## DIRECTIONS:
Copy out the material below word for word, from the line containing "of the light" through the end of the material.

## DATA SUPPLIED:

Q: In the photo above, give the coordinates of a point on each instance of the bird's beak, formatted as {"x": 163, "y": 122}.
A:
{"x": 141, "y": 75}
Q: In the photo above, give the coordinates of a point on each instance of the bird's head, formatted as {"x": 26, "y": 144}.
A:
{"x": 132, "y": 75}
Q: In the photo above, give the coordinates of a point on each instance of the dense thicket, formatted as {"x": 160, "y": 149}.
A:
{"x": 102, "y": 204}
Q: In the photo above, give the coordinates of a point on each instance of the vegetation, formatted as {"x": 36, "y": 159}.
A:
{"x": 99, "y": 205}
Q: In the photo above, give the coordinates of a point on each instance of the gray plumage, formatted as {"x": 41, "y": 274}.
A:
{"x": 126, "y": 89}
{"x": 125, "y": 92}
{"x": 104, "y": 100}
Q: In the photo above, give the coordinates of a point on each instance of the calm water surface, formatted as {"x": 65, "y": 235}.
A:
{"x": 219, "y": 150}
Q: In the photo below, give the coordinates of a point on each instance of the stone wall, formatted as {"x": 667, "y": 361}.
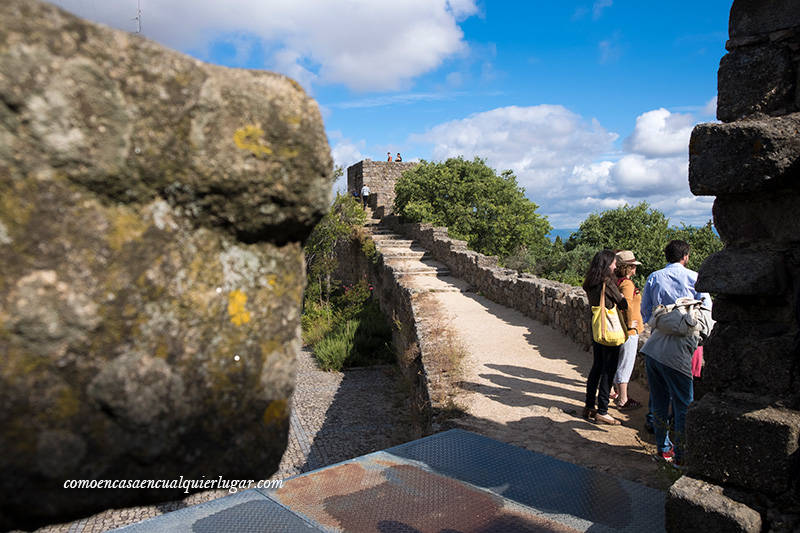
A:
{"x": 380, "y": 177}
{"x": 744, "y": 433}
{"x": 564, "y": 307}
{"x": 399, "y": 303}
{"x": 152, "y": 215}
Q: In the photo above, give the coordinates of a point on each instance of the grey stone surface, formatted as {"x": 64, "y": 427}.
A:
{"x": 749, "y": 272}
{"x": 745, "y": 156}
{"x": 564, "y": 307}
{"x": 771, "y": 217}
{"x": 770, "y": 86}
{"x": 380, "y": 177}
{"x": 746, "y": 356}
{"x": 743, "y": 440}
{"x": 151, "y": 270}
{"x": 336, "y": 416}
{"x": 694, "y": 505}
{"x": 760, "y": 17}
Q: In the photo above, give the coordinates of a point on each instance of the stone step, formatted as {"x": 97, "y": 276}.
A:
{"x": 405, "y": 254}
{"x": 422, "y": 271}
{"x": 392, "y": 242}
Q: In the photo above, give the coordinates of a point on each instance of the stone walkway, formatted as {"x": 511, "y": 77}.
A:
{"x": 336, "y": 416}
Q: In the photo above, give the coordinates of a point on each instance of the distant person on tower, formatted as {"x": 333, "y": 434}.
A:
{"x": 365, "y": 192}
{"x": 668, "y": 358}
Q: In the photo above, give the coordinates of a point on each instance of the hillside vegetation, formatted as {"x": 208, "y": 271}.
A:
{"x": 493, "y": 215}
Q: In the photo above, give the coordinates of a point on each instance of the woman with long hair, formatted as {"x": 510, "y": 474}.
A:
{"x": 600, "y": 274}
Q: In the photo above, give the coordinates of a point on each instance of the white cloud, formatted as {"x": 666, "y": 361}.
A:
{"x": 660, "y": 133}
{"x": 640, "y": 176}
{"x": 599, "y": 6}
{"x": 365, "y": 44}
{"x": 710, "y": 108}
{"x": 562, "y": 160}
{"x": 539, "y": 143}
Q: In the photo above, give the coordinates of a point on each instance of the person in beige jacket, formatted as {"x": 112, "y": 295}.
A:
{"x": 626, "y": 267}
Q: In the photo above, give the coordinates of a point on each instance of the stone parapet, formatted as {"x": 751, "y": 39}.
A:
{"x": 380, "y": 177}
{"x": 743, "y": 433}
{"x": 694, "y": 505}
{"x": 563, "y": 307}
{"x": 724, "y": 429}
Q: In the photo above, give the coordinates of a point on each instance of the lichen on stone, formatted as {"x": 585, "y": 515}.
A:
{"x": 236, "y": 308}
{"x": 249, "y": 138}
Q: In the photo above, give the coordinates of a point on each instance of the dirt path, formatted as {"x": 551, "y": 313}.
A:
{"x": 523, "y": 383}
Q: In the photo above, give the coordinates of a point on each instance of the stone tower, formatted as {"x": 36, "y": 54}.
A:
{"x": 380, "y": 177}
{"x": 743, "y": 434}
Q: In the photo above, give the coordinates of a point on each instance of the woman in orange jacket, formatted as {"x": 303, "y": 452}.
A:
{"x": 626, "y": 267}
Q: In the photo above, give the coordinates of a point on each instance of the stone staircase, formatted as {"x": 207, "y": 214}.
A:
{"x": 407, "y": 258}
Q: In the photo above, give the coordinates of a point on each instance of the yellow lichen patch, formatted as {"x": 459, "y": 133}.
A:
{"x": 237, "y": 300}
{"x": 162, "y": 350}
{"x": 275, "y": 411}
{"x": 288, "y": 153}
{"x": 249, "y": 138}
{"x": 67, "y": 405}
{"x": 127, "y": 226}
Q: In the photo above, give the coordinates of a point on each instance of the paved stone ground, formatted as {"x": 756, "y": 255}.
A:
{"x": 336, "y": 416}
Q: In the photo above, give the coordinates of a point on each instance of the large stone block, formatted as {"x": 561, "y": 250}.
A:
{"x": 746, "y": 220}
{"x": 745, "y": 272}
{"x": 770, "y": 86}
{"x": 751, "y": 310}
{"x": 745, "y": 157}
{"x": 694, "y": 505}
{"x": 151, "y": 269}
{"x": 752, "y": 357}
{"x": 743, "y": 440}
{"x": 761, "y": 17}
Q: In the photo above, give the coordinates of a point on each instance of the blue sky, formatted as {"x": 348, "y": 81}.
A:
{"x": 589, "y": 103}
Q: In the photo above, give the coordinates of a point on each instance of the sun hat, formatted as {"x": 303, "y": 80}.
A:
{"x": 626, "y": 257}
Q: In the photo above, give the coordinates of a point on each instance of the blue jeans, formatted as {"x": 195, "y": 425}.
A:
{"x": 601, "y": 376}
{"x": 667, "y": 384}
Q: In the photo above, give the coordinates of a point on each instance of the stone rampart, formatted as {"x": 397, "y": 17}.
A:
{"x": 744, "y": 434}
{"x": 152, "y": 216}
{"x": 380, "y": 177}
{"x": 563, "y": 307}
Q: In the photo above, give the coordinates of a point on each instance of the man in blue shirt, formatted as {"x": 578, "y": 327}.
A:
{"x": 664, "y": 287}
{"x": 674, "y": 281}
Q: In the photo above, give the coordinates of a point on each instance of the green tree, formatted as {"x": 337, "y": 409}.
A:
{"x": 703, "y": 241}
{"x": 476, "y": 205}
{"x": 639, "y": 228}
{"x": 335, "y": 227}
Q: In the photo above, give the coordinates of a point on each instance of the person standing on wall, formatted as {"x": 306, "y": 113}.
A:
{"x": 666, "y": 378}
{"x": 626, "y": 267}
{"x": 600, "y": 281}
{"x": 365, "y": 192}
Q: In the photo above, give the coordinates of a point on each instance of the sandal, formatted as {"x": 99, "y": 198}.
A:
{"x": 630, "y": 405}
{"x": 606, "y": 419}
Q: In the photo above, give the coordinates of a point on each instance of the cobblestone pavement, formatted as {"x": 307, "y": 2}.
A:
{"x": 336, "y": 416}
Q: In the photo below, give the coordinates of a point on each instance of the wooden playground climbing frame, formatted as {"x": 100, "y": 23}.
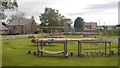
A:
{"x": 41, "y": 41}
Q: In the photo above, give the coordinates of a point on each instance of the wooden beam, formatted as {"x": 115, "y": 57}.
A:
{"x": 41, "y": 45}
{"x": 118, "y": 46}
{"x": 79, "y": 49}
{"x": 109, "y": 49}
{"x": 65, "y": 48}
{"x": 38, "y": 49}
{"x": 105, "y": 48}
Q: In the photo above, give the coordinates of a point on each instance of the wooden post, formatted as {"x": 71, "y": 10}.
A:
{"x": 118, "y": 46}
{"x": 105, "y": 48}
{"x": 38, "y": 48}
{"x": 109, "y": 49}
{"x": 41, "y": 44}
{"x": 79, "y": 49}
{"x": 65, "y": 48}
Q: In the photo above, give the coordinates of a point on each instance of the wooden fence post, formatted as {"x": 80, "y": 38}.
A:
{"x": 118, "y": 46}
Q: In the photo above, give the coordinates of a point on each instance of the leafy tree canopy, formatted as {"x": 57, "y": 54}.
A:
{"x": 79, "y": 23}
{"x": 52, "y": 17}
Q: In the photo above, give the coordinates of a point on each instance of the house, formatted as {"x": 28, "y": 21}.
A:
{"x": 3, "y": 29}
{"x": 90, "y": 26}
{"x": 20, "y": 25}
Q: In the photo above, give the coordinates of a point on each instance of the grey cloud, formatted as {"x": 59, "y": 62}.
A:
{"x": 110, "y": 5}
{"x": 96, "y": 8}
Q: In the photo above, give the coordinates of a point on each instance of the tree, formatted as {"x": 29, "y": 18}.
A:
{"x": 79, "y": 24}
{"x": 4, "y": 5}
{"x": 52, "y": 17}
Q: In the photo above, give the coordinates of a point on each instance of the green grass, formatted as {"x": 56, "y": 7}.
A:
{"x": 14, "y": 54}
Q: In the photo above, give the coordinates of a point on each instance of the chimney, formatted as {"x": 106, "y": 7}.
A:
{"x": 32, "y": 17}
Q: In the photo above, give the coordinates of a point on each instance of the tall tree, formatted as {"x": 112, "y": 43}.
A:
{"x": 79, "y": 24}
{"x": 52, "y": 17}
{"x": 7, "y": 4}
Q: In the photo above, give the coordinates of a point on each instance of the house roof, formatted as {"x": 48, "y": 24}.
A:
{"x": 2, "y": 27}
{"x": 19, "y": 21}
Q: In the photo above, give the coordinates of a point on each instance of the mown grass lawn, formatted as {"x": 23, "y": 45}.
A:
{"x": 14, "y": 54}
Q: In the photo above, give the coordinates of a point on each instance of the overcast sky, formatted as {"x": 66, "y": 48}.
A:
{"x": 100, "y": 11}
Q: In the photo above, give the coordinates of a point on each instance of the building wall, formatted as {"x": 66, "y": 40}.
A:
{"x": 90, "y": 25}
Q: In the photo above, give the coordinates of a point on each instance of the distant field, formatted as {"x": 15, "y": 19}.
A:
{"x": 14, "y": 54}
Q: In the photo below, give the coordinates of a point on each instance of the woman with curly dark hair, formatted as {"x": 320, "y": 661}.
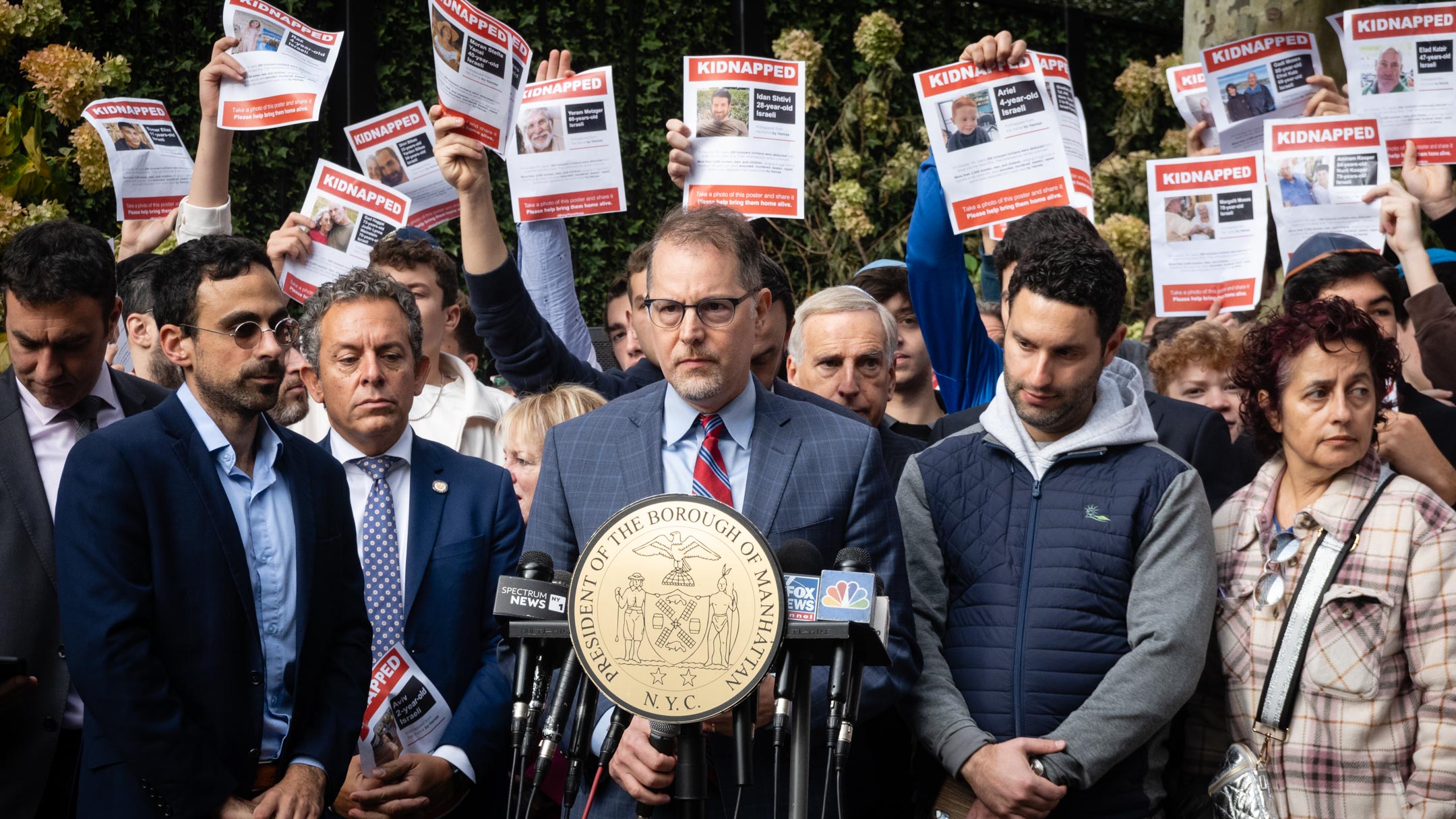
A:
{"x": 1372, "y": 712}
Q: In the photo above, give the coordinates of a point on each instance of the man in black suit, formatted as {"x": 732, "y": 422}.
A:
{"x": 843, "y": 348}
{"x": 60, "y": 307}
{"x": 212, "y": 598}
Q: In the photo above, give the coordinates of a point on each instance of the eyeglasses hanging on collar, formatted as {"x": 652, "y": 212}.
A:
{"x": 1271, "y": 585}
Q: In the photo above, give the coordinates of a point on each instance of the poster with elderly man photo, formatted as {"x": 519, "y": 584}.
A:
{"x": 564, "y": 158}
{"x": 1399, "y": 66}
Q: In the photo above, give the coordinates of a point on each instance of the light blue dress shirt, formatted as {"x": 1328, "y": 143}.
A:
{"x": 262, "y": 510}
{"x": 684, "y": 436}
{"x": 543, "y": 255}
{"x": 681, "y": 437}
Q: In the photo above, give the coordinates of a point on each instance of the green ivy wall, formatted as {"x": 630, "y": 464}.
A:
{"x": 644, "y": 40}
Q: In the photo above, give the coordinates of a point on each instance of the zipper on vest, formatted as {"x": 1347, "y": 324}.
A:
{"x": 1021, "y": 605}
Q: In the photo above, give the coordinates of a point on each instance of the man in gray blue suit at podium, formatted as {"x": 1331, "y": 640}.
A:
{"x": 793, "y": 468}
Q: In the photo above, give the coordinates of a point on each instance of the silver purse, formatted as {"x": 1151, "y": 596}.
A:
{"x": 1242, "y": 789}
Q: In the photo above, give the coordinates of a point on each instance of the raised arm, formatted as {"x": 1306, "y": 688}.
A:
{"x": 543, "y": 254}
{"x": 207, "y": 208}
{"x": 966, "y": 361}
{"x": 519, "y": 338}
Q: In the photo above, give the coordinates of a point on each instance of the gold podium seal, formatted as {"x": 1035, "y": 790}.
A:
{"x": 677, "y": 608}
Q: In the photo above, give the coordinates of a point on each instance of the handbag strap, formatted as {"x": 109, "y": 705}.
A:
{"x": 1277, "y": 700}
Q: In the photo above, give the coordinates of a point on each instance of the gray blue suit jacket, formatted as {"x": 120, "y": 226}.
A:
{"x": 812, "y": 474}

## RESPONSE TO THIS EXERCISE:
Q: In the photo above, give the coordinates of a point on each instance of the light blue dress shirt, formatted as {"x": 1328, "y": 143}.
A:
{"x": 262, "y": 510}
{"x": 684, "y": 436}
{"x": 543, "y": 255}
{"x": 681, "y": 437}
Q: In the photo above, give the coordinates of a point on each instance of the green ivy wall, formatted as {"x": 630, "y": 464}.
A:
{"x": 644, "y": 40}
Q: In the photo above, give the coordinates of a point on each instance of the zipper on vest, formatted as {"x": 1347, "y": 324}.
A:
{"x": 1021, "y": 605}
Q: In the photo above, give the coordinates of a point on each instance of the man in gray blue suit at podium, formatted as {"x": 1331, "y": 640}.
A:
{"x": 793, "y": 468}
Q: In the photo above, give the coordinates of a point on each instance of the silver purse, formatted as {"x": 1151, "y": 596}.
A:
{"x": 1242, "y": 789}
Q: In the photo above, give the coordinates of a point on each instance of the raised arm, formatted as {"x": 1306, "y": 688}.
A:
{"x": 543, "y": 254}
{"x": 207, "y": 208}
{"x": 966, "y": 361}
{"x": 519, "y": 338}
Q: In the photo above, give the coordinates of a point on each instance of the gold podium seal, formatted as {"x": 1035, "y": 790}.
A:
{"x": 677, "y": 608}
Q: In the photo above, give the coordinates of a point on each instance of the handbag strap, formatted as {"x": 109, "y": 705}.
A:
{"x": 1277, "y": 700}
Q: In the photo above, give the coordinates of a point on each instance of the gray blue suit jacket, formatted as {"x": 120, "y": 226}.
A:
{"x": 812, "y": 474}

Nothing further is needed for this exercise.